Given exercise 1
Render everything from the start of the records down to the line containing "(1143, 526)", that line included, as a JSON list of strings with one string per line and blank lines left out.

Source document
According to an announcement made by cryptocurrency company Coinbase, on Jan. 5 it detected a deep chain reorganization on the Ethereum Classic (ETC) blockchain, including a double spend.

"In order to protect customer funds, we immediately paused movement of these funds on the ETC blockchain," the company wrote in a Jan. 7 blog post announcing what it had discovered. "Subsequent to this event, we detected 8 additional reorganizations that included double spends, totaling 88,500 ETC (~$460,000)."

The company describes the ETC blockchain as being "51 percent attacked."

However, ETC developers tweeted at 11:32 am on Jan 7 that they they did not agree that the network was under attack and that it did not spot any reorganizations. They wrote:

Regarding the recent mining events. We may have an idea of where the hashrate came from. ASIC manufacturer Linzhi confirmed testing of new 1,400/Mh ethash machines #projectLavaSnow - Most likely selfish mining (Not 51% attack) - Double spends not detected (Miner dumped bocks)

The input
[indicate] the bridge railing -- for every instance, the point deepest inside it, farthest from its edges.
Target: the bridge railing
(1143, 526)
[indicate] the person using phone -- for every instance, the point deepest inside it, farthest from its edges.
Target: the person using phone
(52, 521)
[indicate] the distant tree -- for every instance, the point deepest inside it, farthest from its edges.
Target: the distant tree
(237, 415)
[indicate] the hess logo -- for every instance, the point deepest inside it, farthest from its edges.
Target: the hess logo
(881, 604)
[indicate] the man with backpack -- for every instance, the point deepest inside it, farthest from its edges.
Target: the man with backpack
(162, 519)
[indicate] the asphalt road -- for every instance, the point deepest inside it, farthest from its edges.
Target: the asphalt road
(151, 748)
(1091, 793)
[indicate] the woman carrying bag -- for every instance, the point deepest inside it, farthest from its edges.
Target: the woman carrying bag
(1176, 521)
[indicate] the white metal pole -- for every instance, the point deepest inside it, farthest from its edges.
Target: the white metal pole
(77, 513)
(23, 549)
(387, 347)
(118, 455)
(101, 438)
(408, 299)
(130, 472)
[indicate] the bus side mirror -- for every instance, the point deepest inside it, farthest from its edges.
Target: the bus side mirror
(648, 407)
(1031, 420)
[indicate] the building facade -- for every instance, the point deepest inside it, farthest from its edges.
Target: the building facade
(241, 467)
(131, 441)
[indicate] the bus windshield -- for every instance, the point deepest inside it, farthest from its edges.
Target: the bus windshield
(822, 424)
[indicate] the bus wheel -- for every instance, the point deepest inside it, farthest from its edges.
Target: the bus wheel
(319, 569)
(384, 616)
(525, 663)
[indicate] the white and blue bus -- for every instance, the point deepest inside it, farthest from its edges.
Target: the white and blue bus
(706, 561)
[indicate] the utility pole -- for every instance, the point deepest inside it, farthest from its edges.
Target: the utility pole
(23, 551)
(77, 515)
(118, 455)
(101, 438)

Given exercise 2
Write the next part of the piece on the Ethereum Classic double spends, picking up after its final sentence.

Reply 1
[
  "[indicate] the bridge railing -- for every instance, the point deepest inside it, farthest from its edges.",
  "Target: the bridge railing",
  "(1143, 526)"
]

Reply 2
At 1:44 they made a follow-up tweet:

To be clear we are making no attempt to hide or downplay recent events. Facts are facts and as the situation develops we'll soon get a full picture of what actually took place. Linzhi is testing ASICS. Coinbase reported double spends; both may be true. In time we will see.

Coinbase not directly addressed the posts from the ETC developers. Bitfly's tweeted this morning confirming Coinbase's findings of multiple reorganizations and a 51 percent attack, and several researchers and others in the community are posting logs of the reorganizations and other data.

As to how the integrity of the ETC blockchain could became vulnerable, in its blogpost Coinbase pointed to this whitepaper as background and explained that without the "honesty" level of core miners reaching 51 percent, there is no way to guarantee the security of any blockchain-based cryptocurrencies using proof-of-work architecture.

The authors wrote in part:

Failure to meet this [honesty]requirement breaks several core guarantees of the Bitcoin protocol, including the irreversibility of transactions. Many other cryptocurrencies, such as Ethereum Classic, have also adopted proof-of-work mining.

... If a single miner has more resources than the entirety of the rest of the network, this miner could pick an arbitrary previous block from which to extend an alternative block history, eventually outpacing the block history produced by the rest of the network and defining a new canonical transaction history.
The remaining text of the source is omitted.